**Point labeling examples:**
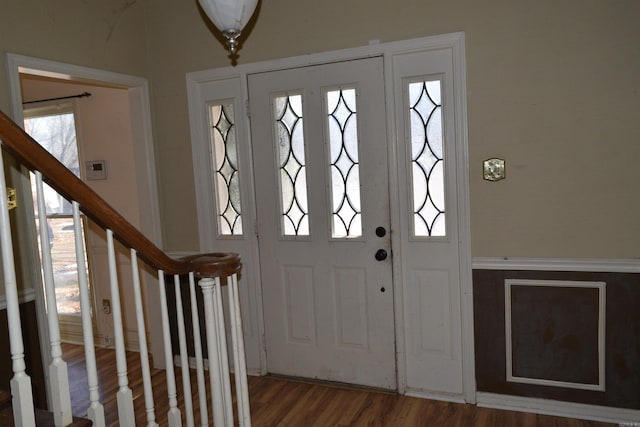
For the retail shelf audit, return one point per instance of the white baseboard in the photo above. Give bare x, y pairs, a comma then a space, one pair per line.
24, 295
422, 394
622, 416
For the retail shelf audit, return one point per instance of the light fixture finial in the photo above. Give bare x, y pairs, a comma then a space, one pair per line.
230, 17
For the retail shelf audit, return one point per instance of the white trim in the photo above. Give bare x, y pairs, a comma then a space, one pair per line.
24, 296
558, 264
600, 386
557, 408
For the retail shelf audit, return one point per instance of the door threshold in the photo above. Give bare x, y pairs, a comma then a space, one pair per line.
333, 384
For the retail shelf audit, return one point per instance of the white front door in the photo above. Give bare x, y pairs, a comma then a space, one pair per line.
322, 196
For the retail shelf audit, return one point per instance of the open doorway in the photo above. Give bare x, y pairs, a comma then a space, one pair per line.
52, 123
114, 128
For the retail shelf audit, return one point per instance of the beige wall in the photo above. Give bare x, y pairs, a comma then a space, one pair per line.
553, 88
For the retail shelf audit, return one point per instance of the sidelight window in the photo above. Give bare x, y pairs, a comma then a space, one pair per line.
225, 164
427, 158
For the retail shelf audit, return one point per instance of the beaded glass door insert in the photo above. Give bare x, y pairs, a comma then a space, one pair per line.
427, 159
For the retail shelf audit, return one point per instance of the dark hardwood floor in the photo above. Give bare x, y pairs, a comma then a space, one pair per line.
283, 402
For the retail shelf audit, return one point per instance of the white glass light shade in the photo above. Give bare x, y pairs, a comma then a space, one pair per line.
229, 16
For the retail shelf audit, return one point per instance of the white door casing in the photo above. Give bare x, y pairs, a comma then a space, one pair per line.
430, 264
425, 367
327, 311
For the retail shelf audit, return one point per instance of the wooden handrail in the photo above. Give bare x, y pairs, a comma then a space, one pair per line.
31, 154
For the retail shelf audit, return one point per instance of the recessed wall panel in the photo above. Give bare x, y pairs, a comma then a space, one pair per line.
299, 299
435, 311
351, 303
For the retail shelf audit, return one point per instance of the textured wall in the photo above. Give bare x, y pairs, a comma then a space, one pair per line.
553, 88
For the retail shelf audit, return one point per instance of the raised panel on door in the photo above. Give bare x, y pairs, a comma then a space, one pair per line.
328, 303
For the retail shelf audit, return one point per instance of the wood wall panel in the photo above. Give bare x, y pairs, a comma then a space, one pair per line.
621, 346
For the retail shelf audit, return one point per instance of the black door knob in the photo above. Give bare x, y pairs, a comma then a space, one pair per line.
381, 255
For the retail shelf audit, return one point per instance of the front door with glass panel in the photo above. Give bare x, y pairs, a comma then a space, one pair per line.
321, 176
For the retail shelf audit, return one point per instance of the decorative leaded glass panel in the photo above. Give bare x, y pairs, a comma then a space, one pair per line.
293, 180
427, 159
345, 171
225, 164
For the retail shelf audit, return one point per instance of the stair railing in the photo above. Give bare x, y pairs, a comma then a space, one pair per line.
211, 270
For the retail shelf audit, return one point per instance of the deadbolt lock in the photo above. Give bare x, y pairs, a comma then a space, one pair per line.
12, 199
---
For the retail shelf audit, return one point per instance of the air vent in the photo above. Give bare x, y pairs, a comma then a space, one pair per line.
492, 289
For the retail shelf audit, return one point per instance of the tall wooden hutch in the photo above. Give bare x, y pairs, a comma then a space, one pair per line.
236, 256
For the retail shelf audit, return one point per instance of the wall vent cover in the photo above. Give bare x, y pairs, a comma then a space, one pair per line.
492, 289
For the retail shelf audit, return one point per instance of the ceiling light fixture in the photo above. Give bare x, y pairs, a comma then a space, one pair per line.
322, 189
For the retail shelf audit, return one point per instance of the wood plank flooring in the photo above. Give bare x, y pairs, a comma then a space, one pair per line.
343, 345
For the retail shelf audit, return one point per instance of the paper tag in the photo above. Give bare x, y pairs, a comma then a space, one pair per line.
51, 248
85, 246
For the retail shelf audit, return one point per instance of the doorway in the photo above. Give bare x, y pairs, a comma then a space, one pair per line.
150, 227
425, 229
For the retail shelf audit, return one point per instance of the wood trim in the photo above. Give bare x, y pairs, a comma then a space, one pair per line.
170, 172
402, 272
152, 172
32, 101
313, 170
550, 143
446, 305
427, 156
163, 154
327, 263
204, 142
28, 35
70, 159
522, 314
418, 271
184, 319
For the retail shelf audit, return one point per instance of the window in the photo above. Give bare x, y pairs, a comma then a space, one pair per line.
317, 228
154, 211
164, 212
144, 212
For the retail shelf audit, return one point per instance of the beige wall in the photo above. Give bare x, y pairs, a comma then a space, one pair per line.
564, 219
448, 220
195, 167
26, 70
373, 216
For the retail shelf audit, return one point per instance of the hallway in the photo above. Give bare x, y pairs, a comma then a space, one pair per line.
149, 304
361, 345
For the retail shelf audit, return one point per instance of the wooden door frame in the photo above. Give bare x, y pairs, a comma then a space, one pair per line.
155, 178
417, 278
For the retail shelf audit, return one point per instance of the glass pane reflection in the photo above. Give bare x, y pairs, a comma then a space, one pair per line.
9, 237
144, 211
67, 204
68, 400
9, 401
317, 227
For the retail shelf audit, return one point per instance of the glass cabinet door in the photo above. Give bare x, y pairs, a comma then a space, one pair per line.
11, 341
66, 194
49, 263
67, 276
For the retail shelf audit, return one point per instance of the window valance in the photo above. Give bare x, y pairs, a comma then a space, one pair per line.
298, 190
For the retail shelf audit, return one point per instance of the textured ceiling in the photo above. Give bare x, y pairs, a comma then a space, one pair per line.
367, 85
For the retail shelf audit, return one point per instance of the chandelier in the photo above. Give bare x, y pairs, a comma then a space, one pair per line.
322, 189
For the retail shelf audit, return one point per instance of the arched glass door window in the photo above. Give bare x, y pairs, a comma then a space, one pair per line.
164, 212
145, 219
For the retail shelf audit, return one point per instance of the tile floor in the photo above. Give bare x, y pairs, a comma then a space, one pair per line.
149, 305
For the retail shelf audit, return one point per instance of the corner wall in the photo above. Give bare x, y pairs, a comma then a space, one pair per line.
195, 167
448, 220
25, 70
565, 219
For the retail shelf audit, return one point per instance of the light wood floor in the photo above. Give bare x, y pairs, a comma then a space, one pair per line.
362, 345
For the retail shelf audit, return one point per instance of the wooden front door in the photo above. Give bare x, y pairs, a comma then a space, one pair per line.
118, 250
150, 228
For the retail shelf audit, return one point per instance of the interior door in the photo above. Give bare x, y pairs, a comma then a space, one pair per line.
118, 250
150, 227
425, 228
...
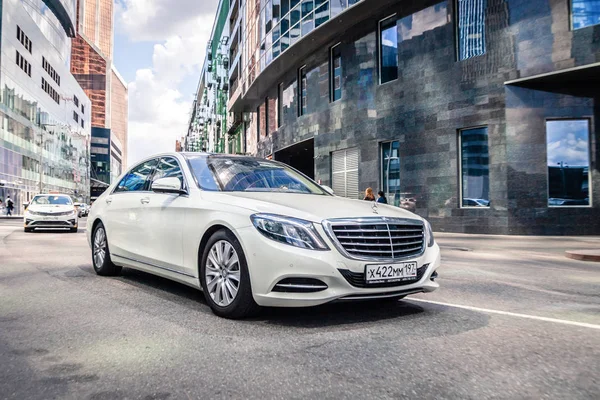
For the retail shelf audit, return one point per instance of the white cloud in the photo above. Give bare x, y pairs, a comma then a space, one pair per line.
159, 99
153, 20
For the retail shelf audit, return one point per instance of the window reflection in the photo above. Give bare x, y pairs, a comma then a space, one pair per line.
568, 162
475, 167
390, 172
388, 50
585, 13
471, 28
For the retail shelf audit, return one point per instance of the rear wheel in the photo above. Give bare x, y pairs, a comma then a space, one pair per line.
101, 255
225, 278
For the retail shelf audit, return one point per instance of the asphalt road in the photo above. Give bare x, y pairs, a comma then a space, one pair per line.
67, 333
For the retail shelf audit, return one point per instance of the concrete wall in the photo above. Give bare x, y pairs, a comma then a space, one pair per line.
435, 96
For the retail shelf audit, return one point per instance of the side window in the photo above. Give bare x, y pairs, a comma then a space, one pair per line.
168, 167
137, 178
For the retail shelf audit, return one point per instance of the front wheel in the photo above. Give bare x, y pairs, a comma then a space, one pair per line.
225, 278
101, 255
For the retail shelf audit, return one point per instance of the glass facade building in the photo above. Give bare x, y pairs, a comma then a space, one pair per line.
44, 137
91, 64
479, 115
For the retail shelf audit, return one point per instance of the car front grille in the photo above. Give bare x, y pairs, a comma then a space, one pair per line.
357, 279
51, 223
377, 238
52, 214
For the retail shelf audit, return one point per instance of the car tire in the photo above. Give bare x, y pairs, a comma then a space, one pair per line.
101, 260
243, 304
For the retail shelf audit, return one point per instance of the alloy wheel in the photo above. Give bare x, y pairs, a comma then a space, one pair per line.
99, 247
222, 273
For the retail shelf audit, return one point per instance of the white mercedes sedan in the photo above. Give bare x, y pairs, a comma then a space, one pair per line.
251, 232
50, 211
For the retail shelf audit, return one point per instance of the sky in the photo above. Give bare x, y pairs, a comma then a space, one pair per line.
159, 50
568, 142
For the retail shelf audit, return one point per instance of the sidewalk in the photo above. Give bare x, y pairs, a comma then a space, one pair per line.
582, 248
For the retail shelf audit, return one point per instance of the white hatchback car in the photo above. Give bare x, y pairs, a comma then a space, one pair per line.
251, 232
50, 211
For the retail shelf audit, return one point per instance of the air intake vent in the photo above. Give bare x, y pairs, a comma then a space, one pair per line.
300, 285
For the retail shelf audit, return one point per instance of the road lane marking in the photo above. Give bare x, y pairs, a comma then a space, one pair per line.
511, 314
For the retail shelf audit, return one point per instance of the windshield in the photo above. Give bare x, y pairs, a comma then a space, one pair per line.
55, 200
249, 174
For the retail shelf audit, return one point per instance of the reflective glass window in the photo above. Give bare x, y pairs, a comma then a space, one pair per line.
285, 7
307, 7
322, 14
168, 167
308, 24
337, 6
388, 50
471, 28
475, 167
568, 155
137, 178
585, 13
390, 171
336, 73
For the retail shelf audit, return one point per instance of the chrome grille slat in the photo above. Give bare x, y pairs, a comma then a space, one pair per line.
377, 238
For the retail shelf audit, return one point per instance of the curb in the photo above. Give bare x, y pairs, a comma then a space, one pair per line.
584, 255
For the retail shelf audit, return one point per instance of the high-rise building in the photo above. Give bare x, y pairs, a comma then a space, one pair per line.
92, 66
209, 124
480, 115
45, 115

**Problem statement:**
How many lines in the data above contain the string "road"? Case counts. Reply with the number alone.

**Written reply:**
2